**Problem details**
Please return each line of the records below that contains the word "Target". Letter case counts.
BEGIN Supplied entries
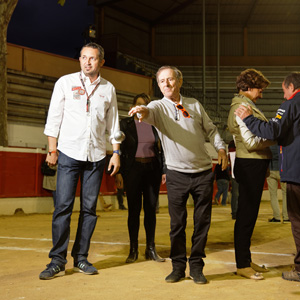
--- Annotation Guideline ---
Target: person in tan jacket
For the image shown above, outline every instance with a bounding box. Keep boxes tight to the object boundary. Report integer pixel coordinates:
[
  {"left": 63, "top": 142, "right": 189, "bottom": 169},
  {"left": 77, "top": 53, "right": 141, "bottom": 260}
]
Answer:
[{"left": 228, "top": 69, "right": 274, "bottom": 280}]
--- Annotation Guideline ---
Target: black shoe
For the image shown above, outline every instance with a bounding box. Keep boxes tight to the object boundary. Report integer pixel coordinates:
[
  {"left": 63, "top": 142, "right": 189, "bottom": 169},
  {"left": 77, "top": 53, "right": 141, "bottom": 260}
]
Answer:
[
  {"left": 145, "top": 246, "right": 166, "bottom": 262},
  {"left": 282, "top": 269, "right": 300, "bottom": 281},
  {"left": 269, "top": 218, "right": 281, "bottom": 223},
  {"left": 73, "top": 260, "right": 98, "bottom": 275},
  {"left": 126, "top": 243, "right": 139, "bottom": 264},
  {"left": 190, "top": 271, "right": 207, "bottom": 284},
  {"left": 39, "top": 263, "right": 65, "bottom": 280},
  {"left": 165, "top": 270, "right": 185, "bottom": 283}
]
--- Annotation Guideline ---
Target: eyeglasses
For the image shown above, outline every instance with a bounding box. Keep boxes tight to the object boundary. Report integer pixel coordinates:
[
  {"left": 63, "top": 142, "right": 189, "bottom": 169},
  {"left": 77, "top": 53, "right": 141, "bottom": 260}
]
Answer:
[{"left": 175, "top": 104, "right": 191, "bottom": 121}]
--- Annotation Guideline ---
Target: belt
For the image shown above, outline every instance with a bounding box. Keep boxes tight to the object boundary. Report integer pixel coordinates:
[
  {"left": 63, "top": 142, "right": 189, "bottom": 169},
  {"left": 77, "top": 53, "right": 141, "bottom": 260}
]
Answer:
[{"left": 135, "top": 157, "right": 155, "bottom": 164}]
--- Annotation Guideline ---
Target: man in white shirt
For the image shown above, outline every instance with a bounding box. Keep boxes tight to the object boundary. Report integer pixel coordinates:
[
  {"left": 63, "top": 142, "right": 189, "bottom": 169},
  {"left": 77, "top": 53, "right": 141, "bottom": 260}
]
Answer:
[
  {"left": 39, "top": 43, "right": 120, "bottom": 279},
  {"left": 129, "top": 66, "right": 228, "bottom": 284}
]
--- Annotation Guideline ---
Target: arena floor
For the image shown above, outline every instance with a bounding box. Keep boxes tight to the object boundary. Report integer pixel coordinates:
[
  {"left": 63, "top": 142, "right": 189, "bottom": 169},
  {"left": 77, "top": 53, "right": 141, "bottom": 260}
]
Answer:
[{"left": 0, "top": 201, "right": 300, "bottom": 300}]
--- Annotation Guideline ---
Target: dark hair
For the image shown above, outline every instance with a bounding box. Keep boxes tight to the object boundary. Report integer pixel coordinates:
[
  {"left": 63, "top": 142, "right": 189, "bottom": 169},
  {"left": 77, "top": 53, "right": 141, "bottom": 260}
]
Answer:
[
  {"left": 80, "top": 42, "right": 104, "bottom": 61},
  {"left": 156, "top": 66, "right": 183, "bottom": 82},
  {"left": 236, "top": 69, "right": 270, "bottom": 92},
  {"left": 283, "top": 72, "right": 300, "bottom": 90},
  {"left": 132, "top": 93, "right": 151, "bottom": 106}
]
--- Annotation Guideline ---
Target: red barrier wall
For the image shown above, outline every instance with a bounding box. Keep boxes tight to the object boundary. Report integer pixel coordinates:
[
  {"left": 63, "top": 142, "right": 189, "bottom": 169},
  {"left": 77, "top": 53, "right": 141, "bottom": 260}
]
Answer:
[{"left": 0, "top": 148, "right": 166, "bottom": 198}]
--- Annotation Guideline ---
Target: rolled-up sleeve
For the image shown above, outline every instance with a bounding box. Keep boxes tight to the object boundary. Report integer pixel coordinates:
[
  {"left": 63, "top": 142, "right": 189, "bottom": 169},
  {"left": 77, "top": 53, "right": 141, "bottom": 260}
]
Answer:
END Supplied entries
**Answer to the problem**
Target: person in tan jacket
Target: black shoe
Target: eyeglasses
Target: belt
Target: man in white shirt
Target: arena floor
Target: dark hair
Target: red barrier wall
Target: rolled-up sleeve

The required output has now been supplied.